#### EXERCISE OBJECTIVE
Each record is to be duplicated exactly, with nothing added.

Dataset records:
━━━━━━━━━━━━━━━━━━━━━━━━━━━━━━

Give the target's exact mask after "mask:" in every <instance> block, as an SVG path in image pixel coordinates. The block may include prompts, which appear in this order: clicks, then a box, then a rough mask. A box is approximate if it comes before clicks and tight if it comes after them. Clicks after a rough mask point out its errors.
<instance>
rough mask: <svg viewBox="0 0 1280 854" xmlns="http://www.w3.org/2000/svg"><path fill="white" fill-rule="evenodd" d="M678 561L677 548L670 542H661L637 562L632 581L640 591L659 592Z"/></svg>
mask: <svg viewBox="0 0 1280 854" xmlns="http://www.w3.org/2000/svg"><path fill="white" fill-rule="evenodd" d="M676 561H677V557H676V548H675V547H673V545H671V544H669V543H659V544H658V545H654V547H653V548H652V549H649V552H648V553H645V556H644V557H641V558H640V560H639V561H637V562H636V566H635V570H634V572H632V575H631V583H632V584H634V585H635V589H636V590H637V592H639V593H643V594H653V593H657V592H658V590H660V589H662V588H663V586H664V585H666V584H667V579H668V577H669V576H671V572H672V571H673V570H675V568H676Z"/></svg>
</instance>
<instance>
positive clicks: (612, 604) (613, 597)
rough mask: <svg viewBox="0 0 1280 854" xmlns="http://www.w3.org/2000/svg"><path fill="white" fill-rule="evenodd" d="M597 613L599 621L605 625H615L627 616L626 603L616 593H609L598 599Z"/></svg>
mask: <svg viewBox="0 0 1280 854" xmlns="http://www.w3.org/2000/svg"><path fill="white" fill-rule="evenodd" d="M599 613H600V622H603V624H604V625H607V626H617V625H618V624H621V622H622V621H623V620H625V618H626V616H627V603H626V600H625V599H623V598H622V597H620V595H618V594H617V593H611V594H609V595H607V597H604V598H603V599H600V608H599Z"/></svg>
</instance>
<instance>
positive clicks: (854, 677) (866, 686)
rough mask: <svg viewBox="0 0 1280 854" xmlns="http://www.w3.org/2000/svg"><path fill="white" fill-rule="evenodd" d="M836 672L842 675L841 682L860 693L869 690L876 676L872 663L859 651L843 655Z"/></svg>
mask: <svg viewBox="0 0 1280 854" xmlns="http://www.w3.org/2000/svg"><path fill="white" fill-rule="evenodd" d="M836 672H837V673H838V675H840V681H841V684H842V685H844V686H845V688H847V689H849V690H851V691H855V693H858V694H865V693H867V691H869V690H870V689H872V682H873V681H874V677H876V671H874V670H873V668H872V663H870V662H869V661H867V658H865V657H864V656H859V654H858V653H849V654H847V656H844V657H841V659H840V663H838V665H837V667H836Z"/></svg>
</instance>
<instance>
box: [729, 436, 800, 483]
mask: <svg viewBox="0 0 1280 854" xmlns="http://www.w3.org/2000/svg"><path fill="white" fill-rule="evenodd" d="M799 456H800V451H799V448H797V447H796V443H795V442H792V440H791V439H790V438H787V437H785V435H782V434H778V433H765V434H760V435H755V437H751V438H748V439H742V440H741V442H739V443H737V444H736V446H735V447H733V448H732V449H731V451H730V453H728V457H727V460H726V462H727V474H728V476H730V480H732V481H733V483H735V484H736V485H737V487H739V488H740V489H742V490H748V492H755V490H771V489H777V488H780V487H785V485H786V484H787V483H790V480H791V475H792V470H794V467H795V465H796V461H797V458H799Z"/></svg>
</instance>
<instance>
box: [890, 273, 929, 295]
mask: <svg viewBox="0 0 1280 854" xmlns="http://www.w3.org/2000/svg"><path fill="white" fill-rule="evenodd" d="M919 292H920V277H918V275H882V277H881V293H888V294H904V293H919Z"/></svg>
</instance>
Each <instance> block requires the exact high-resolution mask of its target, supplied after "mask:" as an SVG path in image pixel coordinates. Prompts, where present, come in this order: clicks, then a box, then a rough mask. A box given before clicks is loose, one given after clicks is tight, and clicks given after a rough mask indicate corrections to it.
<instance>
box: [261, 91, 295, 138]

━━━━━━━━━━━━━━━━━━━━━━━━━━━━━━

#### WRITTEN SOLUTION
Give the target's exact mask after "mask:" in every <instance> block, as an SVG path in image pixel coordinates. The block may include prompts, which appear in this order: clicks, then a box, then a rough mask. A box is approximate if it comes before clicks and tight if it comes after them. Clicks after a rough mask point out its errors.
<instance>
rough mask: <svg viewBox="0 0 1280 854" xmlns="http://www.w3.org/2000/svg"><path fill="white" fill-rule="evenodd" d="M678 561L677 548L670 542H661L637 562L632 581L640 591L659 592Z"/></svg>
mask: <svg viewBox="0 0 1280 854" xmlns="http://www.w3.org/2000/svg"><path fill="white" fill-rule="evenodd" d="M676 561H677V557H676V548H675V547H673V545H671V544H669V543H659V544H658V545H654V547H653V548H652V549H649V552H648V553H645V556H644V557H641V558H640V560H639V561H637V562H636V566H635V570H634V572H632V575H631V583H632V584H634V585H635V589H636V590H637V592H639V593H643V594H653V593H657V592H658V590H660V589H662V588H663V586H664V585H666V584H667V579H668V577H669V576H671V572H672V571H673V570H675V568H676Z"/></svg>
</instance>
<instance>
positive clicks: (612, 604) (613, 597)
rough mask: <svg viewBox="0 0 1280 854" xmlns="http://www.w3.org/2000/svg"><path fill="white" fill-rule="evenodd" d="M597 613L599 621L605 625H615L627 616L626 603L616 593H609L598 599Z"/></svg>
mask: <svg viewBox="0 0 1280 854" xmlns="http://www.w3.org/2000/svg"><path fill="white" fill-rule="evenodd" d="M599 613H600V622H603V624H604V625H607V626H617V625H618V624H621V622H622V621H623V620H625V618H626V616H627V603H626V600H625V599H623V598H622V597H620V595H618V594H617V593H611V594H609V595H607V597H604V598H603V599H600V608H599Z"/></svg>
</instance>
<instance>
positive clicks: (854, 677) (866, 686)
rough mask: <svg viewBox="0 0 1280 854" xmlns="http://www.w3.org/2000/svg"><path fill="white" fill-rule="evenodd" d="M836 672L842 675L841 682L860 693L869 690L876 676L872 663L859 651L843 655Z"/></svg>
mask: <svg viewBox="0 0 1280 854" xmlns="http://www.w3.org/2000/svg"><path fill="white" fill-rule="evenodd" d="M836 672H837V673H838V675H840V681H841V684H842V685H844V686H845V688H847V689H849V690H851V691H855V693H858V694H865V693H867V691H869V690H870V689H872V682H873V681H874V677H876V671H874V670H873V668H872V663H870V662H869V661H867V658H865V657H864V656H859V654H858V653H849V654H847V656H844V657H841V659H840V663H838V665H837V667H836Z"/></svg>
</instance>
<instance>
box: [729, 436, 800, 483]
mask: <svg viewBox="0 0 1280 854" xmlns="http://www.w3.org/2000/svg"><path fill="white" fill-rule="evenodd" d="M799 456H800V451H799V448H797V447H796V443H795V442H792V440H791V439H790V438H787V437H785V435H782V434H778V433H765V434H760V435H755V437H751V438H748V439H742V440H741V442H739V443H737V444H736V446H735V447H733V448H732V449H731V451H730V453H728V457H727V460H726V462H727V474H728V476H730V480H732V481H733V483H735V484H736V485H737V487H739V488H740V489H742V490H748V492H755V490H771V489H777V488H780V487H785V485H786V484H787V483H790V480H791V475H792V470H794V467H795V465H796V461H797V458H799Z"/></svg>
</instance>
<instance>
box: [890, 273, 929, 295]
mask: <svg viewBox="0 0 1280 854" xmlns="http://www.w3.org/2000/svg"><path fill="white" fill-rule="evenodd" d="M919 292H920V277H918V275H882V277H881V293H888V294H904V293H919Z"/></svg>
</instance>
Each <instance> block requires the exact high-resolution mask of its target, supplied after "mask:" as an SVG path in image pixel coordinates. Prompts, where present, come in this order: clicks, then a box, then a rough mask. A box given before clicks is loose, one given after clicks is tight, and clicks given after a rough mask indicate corrections to it.
<instance>
box: [261, 91, 295, 138]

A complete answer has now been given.